Passage provided >>
►

FIG. 7 illustrates a block diagram of an embodiment of a computing system 700. One or more of the agents 102 of FIG. 1 may comprise one or more components of the computing system 700. Also, various components of the system 700 include logic 160 as illustrated in FIG. 7. However, logic 160 may be provided in locations throughout the system 700, including or excluding those illustrated. For example, logic 160 can be provided inside of memory 712 and at the interface of memory 712, or other blocks. Hence, logic 160 can be placed wherever data value(s) need to be parked. The computing system 700 includes one or more central processing unit(s) (CPUs) 702 (collectively referred to herein as “processors 702” or more generically “processor 702”) coupled to an interconnection network (or bus) 704. The operations discussed with reference to FIGS. 1-6 can be performed by one or more components of the system 700.


The processors 702 can be any type of processor such as a general purpose processor, a network processor (which processes data communicated over a computer network 705), etc. (including a reduced instruction set computer (RISC) processor or a complex instruction set computer (CISC)). Moreover, the processors 702 has a single or multiple core design. The processors 702 with a multiple core design integrate different types of processor cores on the same integrated circuit (IC) die. Also, the processors 702 with a multiple core design can be implemented as symmetrical or asymmetrical multiprocessors.


The processor 702 include one or more caches, which are private and/or shared in various embodiments. Generally, a cache stores data corresponding to original data stored elsewhere or computed earlier. To reduce memory access latency, once data is stored in a cache, future use can be made by accessing a cached copy rather than prefetching or recomputing the original data. The cache(s) can be any type of cache, such a level 1 (L1) cache, a level 2 (L2) cache, a level 3 (L3), a mid-level cache, a last level cache (LLC), etc. to store electronic data (e.g., including instructions) that is utilized by one or more components of the system 700. Additionally, such cache(s) can be located in various locations (e.g., inside other components to the computing systems discussed herein.

◄

Listed entries >>
►

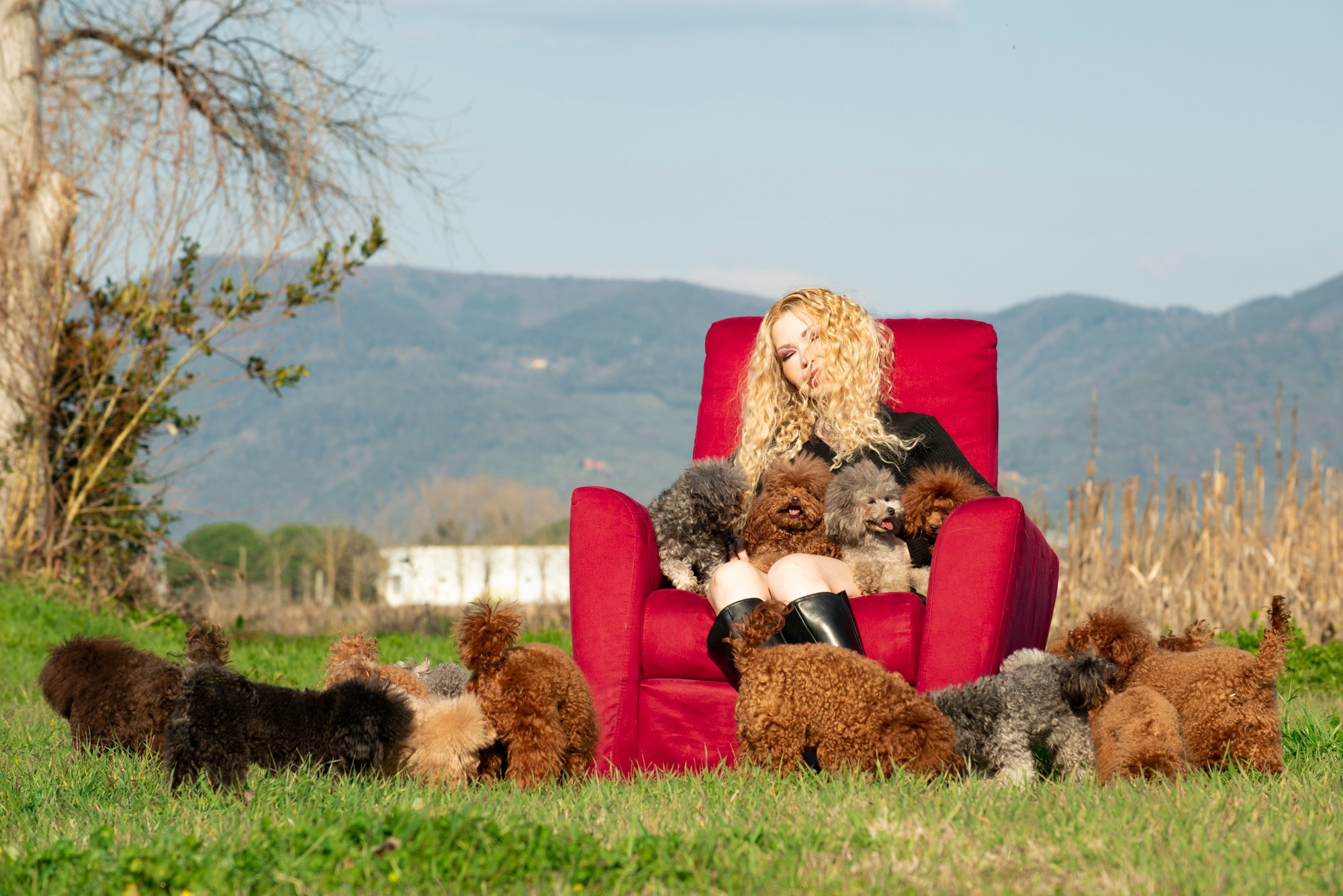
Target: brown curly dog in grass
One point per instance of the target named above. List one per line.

◄
►

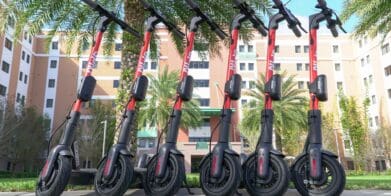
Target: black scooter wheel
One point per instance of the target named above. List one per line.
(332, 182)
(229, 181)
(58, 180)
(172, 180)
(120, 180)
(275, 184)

◄
►

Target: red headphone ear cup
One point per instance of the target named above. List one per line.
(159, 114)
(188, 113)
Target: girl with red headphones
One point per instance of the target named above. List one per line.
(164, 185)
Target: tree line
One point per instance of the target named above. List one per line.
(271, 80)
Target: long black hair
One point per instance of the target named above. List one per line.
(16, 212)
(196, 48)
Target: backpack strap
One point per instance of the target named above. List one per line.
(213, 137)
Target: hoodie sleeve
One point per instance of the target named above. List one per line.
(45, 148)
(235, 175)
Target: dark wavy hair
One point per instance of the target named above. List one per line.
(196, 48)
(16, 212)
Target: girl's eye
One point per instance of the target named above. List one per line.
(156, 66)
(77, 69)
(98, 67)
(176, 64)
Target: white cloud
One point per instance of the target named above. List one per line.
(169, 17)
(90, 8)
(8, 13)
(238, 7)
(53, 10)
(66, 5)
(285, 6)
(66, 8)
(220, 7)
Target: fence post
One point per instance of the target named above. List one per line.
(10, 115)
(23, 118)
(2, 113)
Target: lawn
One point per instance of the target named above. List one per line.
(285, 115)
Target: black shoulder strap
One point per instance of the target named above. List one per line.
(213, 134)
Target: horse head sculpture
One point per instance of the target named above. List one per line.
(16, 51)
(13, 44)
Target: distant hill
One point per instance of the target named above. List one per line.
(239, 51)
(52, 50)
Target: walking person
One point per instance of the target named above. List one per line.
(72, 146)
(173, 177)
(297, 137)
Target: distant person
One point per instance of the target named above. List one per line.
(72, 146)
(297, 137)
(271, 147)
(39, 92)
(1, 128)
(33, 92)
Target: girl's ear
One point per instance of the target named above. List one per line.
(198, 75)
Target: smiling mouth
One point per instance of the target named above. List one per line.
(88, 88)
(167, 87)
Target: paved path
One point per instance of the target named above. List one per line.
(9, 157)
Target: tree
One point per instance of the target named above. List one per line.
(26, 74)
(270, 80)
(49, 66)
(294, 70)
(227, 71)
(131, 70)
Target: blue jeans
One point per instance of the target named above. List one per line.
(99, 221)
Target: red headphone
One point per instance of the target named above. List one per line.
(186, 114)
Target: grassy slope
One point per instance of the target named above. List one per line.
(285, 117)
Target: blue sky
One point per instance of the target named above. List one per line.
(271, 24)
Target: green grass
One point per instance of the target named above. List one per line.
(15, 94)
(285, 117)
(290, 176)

◄

Written exercise >> Retype the computing system passage above, from "The processors 702 can" up to and including "or asymmetrical multiprocessors.".

Answer to the problem >>
The processors 702 can be any type of processor such as a general purpose processor, a network processor (which processes data communicated over a computer network 705), etc. (including a reduced instruction set computer (RISC) processor or a complex instruction set computer (CISC)). Moreover, the processors 702 has a single or multiple core design. The processors 702 with a multiple core design integrate different types of processor cores on the same integrated circuit (IC) die. Also, the processors 702 with a multiple core design can be implemented as symmetrical or asymmetrical multiprocessors.